* [EXERCISE GOAL] Using the word "below" as the filter, copy each matching line from the records.

[DATA PROVIDED — start]

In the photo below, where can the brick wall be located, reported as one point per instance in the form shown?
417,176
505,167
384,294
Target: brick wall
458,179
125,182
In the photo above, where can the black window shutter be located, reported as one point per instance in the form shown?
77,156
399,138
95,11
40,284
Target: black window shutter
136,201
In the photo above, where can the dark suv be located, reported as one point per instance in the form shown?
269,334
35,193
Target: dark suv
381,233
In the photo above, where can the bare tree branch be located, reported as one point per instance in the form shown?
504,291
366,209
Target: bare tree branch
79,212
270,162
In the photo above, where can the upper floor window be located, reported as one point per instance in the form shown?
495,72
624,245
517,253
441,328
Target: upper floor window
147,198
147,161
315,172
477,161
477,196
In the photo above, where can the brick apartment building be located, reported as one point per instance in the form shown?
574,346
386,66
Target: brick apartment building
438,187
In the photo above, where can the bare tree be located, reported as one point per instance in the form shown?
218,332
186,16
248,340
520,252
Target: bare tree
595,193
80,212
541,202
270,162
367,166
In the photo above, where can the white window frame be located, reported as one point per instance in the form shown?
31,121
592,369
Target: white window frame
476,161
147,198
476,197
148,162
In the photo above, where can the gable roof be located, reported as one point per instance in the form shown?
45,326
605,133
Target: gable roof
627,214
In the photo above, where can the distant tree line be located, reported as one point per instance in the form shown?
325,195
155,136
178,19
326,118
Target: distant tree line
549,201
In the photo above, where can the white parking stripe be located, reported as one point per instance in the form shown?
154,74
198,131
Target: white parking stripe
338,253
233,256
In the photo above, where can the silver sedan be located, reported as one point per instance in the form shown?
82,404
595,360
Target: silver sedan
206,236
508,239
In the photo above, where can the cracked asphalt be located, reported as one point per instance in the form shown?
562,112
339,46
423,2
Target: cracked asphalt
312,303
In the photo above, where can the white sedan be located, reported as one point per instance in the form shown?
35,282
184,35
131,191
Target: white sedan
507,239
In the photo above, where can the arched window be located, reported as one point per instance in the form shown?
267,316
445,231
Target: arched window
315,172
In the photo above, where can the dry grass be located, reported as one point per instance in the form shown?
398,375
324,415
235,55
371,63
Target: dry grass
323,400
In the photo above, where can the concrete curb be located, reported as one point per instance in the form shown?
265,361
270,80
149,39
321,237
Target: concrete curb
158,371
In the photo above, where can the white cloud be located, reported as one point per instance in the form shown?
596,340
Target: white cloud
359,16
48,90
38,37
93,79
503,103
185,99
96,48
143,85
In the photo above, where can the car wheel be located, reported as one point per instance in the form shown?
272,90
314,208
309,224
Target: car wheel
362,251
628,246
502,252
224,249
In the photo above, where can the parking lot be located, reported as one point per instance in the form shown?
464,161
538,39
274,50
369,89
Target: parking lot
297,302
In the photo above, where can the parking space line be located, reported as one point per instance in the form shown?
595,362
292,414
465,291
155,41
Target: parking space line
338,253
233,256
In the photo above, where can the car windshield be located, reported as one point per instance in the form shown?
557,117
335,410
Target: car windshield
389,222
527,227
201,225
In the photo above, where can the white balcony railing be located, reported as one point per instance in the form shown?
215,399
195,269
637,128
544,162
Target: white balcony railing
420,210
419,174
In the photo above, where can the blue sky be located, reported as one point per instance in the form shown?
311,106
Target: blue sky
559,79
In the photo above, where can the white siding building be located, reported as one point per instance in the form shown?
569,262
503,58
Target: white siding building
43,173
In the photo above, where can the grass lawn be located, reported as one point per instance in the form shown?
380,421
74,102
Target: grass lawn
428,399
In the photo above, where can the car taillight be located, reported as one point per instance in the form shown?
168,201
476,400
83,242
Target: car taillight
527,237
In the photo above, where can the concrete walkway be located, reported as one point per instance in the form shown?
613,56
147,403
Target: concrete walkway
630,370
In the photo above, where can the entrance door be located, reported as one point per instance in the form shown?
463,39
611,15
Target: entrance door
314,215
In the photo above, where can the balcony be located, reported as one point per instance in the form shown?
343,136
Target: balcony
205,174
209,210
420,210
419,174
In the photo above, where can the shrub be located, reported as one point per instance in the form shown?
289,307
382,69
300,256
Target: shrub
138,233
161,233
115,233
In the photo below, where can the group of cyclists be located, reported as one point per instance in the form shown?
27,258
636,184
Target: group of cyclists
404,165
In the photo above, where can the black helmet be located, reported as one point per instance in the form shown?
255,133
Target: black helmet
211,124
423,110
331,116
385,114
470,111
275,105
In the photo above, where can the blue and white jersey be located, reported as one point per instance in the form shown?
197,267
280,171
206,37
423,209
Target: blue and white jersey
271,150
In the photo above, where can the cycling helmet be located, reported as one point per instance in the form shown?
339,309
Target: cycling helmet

[DATA PROVIDED — finish]

* [RESULT]
In the photo below, where can the brick wall be located, reported as one point per instance in the form shown?
In the photo below, where can the group of cyclists be located, reported as one point per instance in the form shown?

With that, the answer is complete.